### What this task involves
Nothing should be left out: output all of the entries exactly.

== Data entries

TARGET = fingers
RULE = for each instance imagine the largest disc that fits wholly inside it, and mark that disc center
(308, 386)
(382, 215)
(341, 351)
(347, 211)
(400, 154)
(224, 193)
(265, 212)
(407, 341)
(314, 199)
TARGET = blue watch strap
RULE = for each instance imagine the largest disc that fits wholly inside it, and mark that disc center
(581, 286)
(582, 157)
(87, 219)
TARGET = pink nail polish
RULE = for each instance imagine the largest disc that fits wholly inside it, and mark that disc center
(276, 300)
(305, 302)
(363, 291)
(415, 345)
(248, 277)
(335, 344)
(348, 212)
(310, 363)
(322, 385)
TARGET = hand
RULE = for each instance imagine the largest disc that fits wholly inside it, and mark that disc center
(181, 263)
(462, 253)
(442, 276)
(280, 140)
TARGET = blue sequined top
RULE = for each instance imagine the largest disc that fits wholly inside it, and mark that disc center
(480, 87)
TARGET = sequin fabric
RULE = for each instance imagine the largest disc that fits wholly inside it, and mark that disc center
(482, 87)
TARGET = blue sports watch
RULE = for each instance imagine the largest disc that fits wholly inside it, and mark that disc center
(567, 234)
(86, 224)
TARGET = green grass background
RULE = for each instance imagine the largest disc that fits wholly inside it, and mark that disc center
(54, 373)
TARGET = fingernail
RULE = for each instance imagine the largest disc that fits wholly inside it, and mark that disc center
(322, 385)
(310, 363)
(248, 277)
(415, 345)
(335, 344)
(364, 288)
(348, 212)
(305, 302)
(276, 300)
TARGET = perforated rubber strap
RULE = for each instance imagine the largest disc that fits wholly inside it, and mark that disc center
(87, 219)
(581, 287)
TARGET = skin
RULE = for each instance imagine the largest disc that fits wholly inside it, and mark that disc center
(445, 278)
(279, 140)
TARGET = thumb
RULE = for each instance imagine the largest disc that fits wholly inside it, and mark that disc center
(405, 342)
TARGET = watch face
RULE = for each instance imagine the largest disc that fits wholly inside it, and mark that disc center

====

### Output for this exercise
TARGET = fingers
RULE = for each instance imagine the largest disc that fits wholly inside it, and mark that disc center
(308, 386)
(382, 215)
(341, 351)
(347, 211)
(400, 154)
(224, 193)
(265, 212)
(407, 341)
(314, 199)
TARGET = blue watch strap
RULE = for each instance imagine the largest disc that fits wholly inside it, and mark that disc center
(581, 286)
(582, 157)
(87, 219)
TARGET = pink nail polish
RULE = for each instance imagine the largest disc that fits wholly inside it, and mark that disc center
(276, 300)
(305, 302)
(363, 291)
(415, 345)
(248, 277)
(335, 344)
(348, 212)
(310, 363)
(322, 385)
TARGET = hand
RULE = for each instance imagine the largest disc that fits wholly inside it, and mark that disc center
(181, 263)
(462, 253)
(442, 276)
(280, 140)
TARGET = blue sequined top
RULE = for each instance imagine the largest disc that fits wholly inside it, and mark that disc center
(480, 87)
TARGET = sequin fabric
RULE = for each instance imagine the largest disc that fits wholly inside it, and mark that disc center
(482, 87)
TARGET = blue sports watch
RULE = for each instance imagine the largest disc that fits wholly inside it, and mark that disc center
(567, 234)
(86, 224)
TARGET = green grass background
RULE = for each instance imagine the largest disc that fits wholly inside it, and mark that disc center
(54, 373)
TARGET = fingernail
RULE = for each instance imagine the largest disc that fits wholly inside it, and mark that disc center
(322, 385)
(310, 363)
(248, 277)
(415, 345)
(335, 344)
(364, 288)
(348, 212)
(305, 302)
(276, 300)
TARGET = perforated rubber strap
RULE = for each instance imagine the largest disc that fits wholly inside it, and mark that disc center
(87, 219)
(581, 287)
TARGET = skin
RULE = for each instance imagine the largest disc that fits wholly inside it, and mark that disc center
(445, 278)
(279, 140)
TARGET = thumb
RULE = for each instance imagine the largest disc that fits wholly inside it, and mark that disc center
(405, 342)
TARGET = watch face
RULE = for each instance imagine the largest disc that fits wholly inside it, and mark that disc center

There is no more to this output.